Update the rows from the start through the line containing "[[244, 57]]", inclusive, changing "sample form" to "example format" wherever it appears and leaving everything else untouched. Give back only those lines.
= = = = =
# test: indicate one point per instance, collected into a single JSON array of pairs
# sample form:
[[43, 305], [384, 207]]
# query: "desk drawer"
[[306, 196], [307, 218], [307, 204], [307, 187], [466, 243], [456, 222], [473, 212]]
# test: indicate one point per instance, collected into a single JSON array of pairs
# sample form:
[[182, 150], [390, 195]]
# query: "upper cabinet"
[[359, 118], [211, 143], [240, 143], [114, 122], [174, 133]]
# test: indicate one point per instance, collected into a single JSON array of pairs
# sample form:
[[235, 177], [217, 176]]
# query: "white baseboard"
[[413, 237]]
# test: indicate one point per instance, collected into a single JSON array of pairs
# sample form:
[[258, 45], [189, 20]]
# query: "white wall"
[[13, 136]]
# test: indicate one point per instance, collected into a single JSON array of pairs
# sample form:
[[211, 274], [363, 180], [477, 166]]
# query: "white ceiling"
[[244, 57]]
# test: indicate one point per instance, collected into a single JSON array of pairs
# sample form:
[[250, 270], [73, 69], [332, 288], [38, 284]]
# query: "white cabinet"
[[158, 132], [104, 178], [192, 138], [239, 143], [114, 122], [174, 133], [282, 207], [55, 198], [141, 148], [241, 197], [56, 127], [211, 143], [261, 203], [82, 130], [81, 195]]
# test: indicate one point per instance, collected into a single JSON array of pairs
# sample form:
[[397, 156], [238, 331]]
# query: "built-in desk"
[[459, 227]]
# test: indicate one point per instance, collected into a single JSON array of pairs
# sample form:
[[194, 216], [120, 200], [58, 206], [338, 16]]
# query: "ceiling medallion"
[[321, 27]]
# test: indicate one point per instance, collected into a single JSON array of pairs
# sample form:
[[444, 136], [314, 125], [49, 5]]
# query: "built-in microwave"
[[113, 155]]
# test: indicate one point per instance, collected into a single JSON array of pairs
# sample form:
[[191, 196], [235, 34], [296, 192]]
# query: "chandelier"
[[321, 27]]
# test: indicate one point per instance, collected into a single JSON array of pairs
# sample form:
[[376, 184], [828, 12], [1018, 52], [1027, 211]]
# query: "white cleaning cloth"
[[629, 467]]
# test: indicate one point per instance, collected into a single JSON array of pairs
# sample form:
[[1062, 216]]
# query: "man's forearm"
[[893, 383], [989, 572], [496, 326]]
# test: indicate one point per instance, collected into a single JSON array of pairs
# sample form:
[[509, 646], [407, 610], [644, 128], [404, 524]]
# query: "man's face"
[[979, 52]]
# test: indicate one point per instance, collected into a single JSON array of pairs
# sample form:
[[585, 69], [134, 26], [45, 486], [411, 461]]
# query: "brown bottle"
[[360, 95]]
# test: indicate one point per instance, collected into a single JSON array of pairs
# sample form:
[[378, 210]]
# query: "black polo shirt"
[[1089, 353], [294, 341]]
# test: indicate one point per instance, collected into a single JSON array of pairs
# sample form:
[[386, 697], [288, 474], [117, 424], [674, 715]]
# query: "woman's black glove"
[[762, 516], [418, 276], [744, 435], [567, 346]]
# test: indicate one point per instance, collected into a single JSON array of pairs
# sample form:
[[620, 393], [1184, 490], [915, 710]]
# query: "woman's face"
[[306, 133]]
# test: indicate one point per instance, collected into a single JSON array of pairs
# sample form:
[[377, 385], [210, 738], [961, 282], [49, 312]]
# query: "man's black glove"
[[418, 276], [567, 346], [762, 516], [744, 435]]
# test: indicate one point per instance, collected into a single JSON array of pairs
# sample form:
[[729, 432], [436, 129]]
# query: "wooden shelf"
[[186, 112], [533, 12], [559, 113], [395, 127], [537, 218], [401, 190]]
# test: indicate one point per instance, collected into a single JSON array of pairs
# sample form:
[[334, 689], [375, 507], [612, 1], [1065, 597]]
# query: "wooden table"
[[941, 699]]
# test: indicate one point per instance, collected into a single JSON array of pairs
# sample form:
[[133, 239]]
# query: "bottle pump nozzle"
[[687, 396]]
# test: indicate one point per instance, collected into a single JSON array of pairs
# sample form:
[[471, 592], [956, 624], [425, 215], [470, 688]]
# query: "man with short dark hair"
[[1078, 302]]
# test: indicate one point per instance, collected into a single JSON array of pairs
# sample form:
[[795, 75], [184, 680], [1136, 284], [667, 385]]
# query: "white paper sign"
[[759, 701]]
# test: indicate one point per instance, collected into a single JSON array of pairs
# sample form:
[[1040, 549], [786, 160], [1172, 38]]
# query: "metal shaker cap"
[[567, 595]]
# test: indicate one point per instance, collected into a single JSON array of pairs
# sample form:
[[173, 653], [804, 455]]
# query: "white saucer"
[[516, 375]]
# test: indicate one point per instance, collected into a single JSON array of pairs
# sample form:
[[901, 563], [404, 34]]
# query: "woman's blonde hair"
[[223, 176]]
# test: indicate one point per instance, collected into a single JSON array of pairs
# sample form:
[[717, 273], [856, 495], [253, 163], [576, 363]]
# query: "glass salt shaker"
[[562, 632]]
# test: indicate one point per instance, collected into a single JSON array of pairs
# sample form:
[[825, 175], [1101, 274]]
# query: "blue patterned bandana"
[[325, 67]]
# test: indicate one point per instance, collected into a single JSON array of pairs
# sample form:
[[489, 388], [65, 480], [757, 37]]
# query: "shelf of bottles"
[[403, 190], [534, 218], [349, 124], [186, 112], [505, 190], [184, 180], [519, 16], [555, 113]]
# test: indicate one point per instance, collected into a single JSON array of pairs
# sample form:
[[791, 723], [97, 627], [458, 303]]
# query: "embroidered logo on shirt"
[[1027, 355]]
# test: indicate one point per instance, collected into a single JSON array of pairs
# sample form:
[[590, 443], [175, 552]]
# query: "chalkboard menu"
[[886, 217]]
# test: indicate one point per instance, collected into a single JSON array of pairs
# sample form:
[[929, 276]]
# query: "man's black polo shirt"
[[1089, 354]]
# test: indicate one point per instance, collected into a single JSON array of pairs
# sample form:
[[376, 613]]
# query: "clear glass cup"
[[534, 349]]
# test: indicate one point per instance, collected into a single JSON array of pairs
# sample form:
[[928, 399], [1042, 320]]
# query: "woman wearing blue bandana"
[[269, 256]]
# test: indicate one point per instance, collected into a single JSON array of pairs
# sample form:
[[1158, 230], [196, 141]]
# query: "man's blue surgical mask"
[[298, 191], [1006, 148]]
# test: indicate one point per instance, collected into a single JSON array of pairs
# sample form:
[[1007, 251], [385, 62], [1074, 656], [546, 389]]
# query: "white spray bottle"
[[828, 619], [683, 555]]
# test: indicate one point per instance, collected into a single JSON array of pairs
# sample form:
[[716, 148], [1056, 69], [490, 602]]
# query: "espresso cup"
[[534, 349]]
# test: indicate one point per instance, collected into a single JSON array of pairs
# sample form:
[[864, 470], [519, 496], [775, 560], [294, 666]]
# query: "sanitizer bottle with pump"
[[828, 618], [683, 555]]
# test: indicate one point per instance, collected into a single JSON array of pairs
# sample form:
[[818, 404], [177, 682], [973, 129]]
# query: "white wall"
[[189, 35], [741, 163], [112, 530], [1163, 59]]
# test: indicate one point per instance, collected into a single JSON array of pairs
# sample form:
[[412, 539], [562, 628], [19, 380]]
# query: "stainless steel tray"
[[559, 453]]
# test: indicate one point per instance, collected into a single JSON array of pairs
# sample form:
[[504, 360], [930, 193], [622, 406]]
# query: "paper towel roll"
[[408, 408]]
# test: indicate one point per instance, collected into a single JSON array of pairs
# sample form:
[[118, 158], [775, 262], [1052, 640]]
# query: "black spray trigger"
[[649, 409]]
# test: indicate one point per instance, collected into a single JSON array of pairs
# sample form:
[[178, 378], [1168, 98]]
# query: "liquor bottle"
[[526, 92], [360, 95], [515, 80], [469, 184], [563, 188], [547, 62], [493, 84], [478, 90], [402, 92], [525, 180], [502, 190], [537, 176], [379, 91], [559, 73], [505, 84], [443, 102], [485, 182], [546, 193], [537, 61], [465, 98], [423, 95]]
= = = = =
> EXERCISE RESPONSE:
# test: indicate one point per instance, collected into a single JSON array of pairs
# example format:
[[43, 305], [384, 207]]
# query: "desk drawer"
[[306, 196], [307, 218], [307, 204], [307, 187], [466, 243], [456, 222], [473, 212]]
# test: indicate one point per instance, collected into a single JSON array of pairs
# example format:
[[182, 150], [390, 195]]
# query: "upper cabinet"
[[359, 118], [211, 143], [240, 143], [114, 122], [174, 133]]
# test: indicate one point per instance, collected into a single JSON array of pairs
# example format:
[[235, 177], [217, 176]]
# query: "white baseboard"
[[413, 237]]
# test: indicate one point per instance, collected into a single JSON array of pairs
# example format:
[[258, 45], [189, 20]]
# query: "white wall"
[[13, 136]]
# test: indicate one point per instance, collected into a single JSON array of pairs
# example format:
[[211, 274], [363, 180], [477, 166]]
# query: "white ceiling"
[[244, 57]]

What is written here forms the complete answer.